INSTRUCTIONS TO FOLLOW
Your task is to repeat the data exactly, every line of it.
══ EXTRACTED ENTRIES
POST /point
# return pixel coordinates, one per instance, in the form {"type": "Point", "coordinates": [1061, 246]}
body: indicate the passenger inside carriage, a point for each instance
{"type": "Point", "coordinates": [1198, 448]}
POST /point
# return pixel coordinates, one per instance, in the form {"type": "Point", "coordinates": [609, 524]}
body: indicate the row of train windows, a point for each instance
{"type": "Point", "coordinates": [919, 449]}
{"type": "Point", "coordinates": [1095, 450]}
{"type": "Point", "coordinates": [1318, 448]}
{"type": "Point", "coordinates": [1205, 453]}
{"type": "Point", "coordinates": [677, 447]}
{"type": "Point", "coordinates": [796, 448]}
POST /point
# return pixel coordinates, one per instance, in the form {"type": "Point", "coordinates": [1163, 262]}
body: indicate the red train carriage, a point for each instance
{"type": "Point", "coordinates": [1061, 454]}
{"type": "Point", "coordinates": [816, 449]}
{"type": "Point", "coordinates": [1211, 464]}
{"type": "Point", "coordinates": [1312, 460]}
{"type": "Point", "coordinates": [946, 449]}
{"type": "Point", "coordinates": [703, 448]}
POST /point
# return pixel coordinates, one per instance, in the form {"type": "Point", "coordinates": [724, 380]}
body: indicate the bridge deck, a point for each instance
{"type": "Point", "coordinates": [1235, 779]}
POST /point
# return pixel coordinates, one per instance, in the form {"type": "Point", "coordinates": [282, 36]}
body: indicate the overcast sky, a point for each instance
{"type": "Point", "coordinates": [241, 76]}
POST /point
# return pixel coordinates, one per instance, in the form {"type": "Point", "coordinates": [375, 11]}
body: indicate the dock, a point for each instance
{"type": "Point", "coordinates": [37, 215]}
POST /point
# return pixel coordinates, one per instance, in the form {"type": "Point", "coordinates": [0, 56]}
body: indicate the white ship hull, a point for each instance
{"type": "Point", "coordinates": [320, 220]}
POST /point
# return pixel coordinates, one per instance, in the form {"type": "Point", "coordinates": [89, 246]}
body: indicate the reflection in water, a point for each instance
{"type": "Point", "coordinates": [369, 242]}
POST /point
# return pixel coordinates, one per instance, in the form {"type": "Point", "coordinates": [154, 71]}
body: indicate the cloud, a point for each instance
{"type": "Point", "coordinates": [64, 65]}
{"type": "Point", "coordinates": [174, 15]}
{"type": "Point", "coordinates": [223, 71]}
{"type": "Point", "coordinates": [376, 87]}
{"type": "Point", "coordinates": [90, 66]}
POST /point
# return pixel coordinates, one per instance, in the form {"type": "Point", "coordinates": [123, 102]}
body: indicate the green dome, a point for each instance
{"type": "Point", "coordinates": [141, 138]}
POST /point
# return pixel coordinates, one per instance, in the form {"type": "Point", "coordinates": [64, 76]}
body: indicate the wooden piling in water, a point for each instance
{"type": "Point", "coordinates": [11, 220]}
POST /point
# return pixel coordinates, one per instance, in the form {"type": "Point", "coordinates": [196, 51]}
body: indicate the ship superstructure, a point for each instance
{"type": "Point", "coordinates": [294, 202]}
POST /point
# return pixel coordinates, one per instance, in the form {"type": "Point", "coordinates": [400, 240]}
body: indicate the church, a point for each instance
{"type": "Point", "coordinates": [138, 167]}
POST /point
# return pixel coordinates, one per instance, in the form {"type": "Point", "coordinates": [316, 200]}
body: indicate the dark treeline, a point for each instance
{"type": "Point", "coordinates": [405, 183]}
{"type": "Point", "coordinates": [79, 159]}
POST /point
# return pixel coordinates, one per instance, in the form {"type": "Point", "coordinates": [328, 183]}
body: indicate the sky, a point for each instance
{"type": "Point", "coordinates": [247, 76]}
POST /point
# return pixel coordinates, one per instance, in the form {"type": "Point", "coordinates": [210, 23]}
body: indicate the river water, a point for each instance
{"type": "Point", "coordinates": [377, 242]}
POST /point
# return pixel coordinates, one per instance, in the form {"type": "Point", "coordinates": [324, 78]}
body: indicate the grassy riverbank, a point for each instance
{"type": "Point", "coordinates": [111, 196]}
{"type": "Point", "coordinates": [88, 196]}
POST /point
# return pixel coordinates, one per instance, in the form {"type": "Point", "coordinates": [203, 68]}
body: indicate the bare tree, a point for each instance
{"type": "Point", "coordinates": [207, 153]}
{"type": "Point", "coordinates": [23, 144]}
════
RESPONSE TO THE TASK
POST /point
# return pixel coordinates, one per instance, in the form {"type": "Point", "coordinates": [1061, 246]}
body: indicate the passenger inside carriage, a point for each instance
{"type": "Point", "coordinates": [1198, 448]}
POST /point
# return pixel coordinates, one per instance, in the form {"type": "Point", "coordinates": [609, 524]}
body: indicate the row of train windows, a point for each instance
{"type": "Point", "coordinates": [919, 449]}
{"type": "Point", "coordinates": [1095, 450]}
{"type": "Point", "coordinates": [1318, 448]}
{"type": "Point", "coordinates": [1205, 453]}
{"type": "Point", "coordinates": [677, 447]}
{"type": "Point", "coordinates": [796, 448]}
POST /point
# return pixel coordinates, one per instance, in the form {"type": "Point", "coordinates": [1163, 262]}
body: indicate the red train carriage, a point for each instance
{"type": "Point", "coordinates": [1061, 454]}
{"type": "Point", "coordinates": [816, 449]}
{"type": "Point", "coordinates": [1211, 464]}
{"type": "Point", "coordinates": [1312, 460]}
{"type": "Point", "coordinates": [946, 449]}
{"type": "Point", "coordinates": [703, 448]}
POST /point
# return pixel coordinates, one per instance, in the form {"type": "Point", "coordinates": [724, 380]}
body: indicate the bridge deck, a point for each instance
{"type": "Point", "coordinates": [1235, 779]}
POST /point
# return pixel coordinates, one per instance, in the form {"type": "Point", "coordinates": [282, 36]}
body: indicate the overcast sky, a point for each instance
{"type": "Point", "coordinates": [241, 76]}
POST /point
# return pixel coordinates, one per instance, in the form {"type": "Point", "coordinates": [375, 11]}
body: indicate the dock, a point for each instance
{"type": "Point", "coordinates": [37, 215]}
POST /point
# return pixel coordinates, one per instance, in the form {"type": "Point", "coordinates": [0, 56]}
body: indicate the white ship hull, a point for each instance
{"type": "Point", "coordinates": [320, 220]}
POST /point
# return pixel coordinates, one per instance, in the form {"type": "Point", "coordinates": [89, 246]}
body: indicate the reflection in water, a point for each instance
{"type": "Point", "coordinates": [369, 242]}
POST /point
# return pixel coordinates, one per instance, in the form {"type": "Point", "coordinates": [154, 71]}
body: indicate the cloud, a point for each instance
{"type": "Point", "coordinates": [64, 65]}
{"type": "Point", "coordinates": [174, 15]}
{"type": "Point", "coordinates": [223, 71]}
{"type": "Point", "coordinates": [376, 87]}
{"type": "Point", "coordinates": [90, 66]}
POST /point
# return pixel coordinates, one per instance, in the form {"type": "Point", "coordinates": [123, 102]}
body: indicate the green dome, a point for each instance
{"type": "Point", "coordinates": [141, 138]}
POST /point
# return pixel coordinates, one per instance, in the form {"type": "Point", "coordinates": [64, 76]}
body: indicate the wooden piling in water, a point for each instance
{"type": "Point", "coordinates": [11, 220]}
POST /point
# return pixel coordinates, one per instance, in the form {"type": "Point", "coordinates": [196, 51]}
body: indicate the ship superstructure, a point for each instance
{"type": "Point", "coordinates": [294, 202]}
POST /point
# return pixel coordinates, one per instance, in the form {"type": "Point", "coordinates": [400, 240]}
body: indicate the church, a point for each instance
{"type": "Point", "coordinates": [138, 167]}
POST /point
# return pixel coordinates, one per instance, in the form {"type": "Point", "coordinates": [316, 200]}
body: indicate the dark treeline, a point for each instance
{"type": "Point", "coordinates": [405, 183]}
{"type": "Point", "coordinates": [79, 159]}
POST /point
# return pixel coordinates, one per instance, in the form {"type": "Point", "coordinates": [328, 183]}
body: indicate the sky, a point for each instance
{"type": "Point", "coordinates": [247, 76]}
POST /point
# return pixel coordinates, one per instance, in the form {"type": "Point", "coordinates": [210, 23]}
body: indicate the river water, a point for each instance
{"type": "Point", "coordinates": [377, 242]}
POST /point
# return pixel coordinates, one per instance, in the form {"type": "Point", "coordinates": [324, 78]}
body: indicate the grassy riverbank, a point for each instance
{"type": "Point", "coordinates": [111, 196]}
{"type": "Point", "coordinates": [88, 196]}
POST /point
# return pixel coordinates, one per instance, in the form {"type": "Point", "coordinates": [203, 68]}
body: indicate the bare tree, a point for each instance
{"type": "Point", "coordinates": [207, 153]}
{"type": "Point", "coordinates": [23, 144]}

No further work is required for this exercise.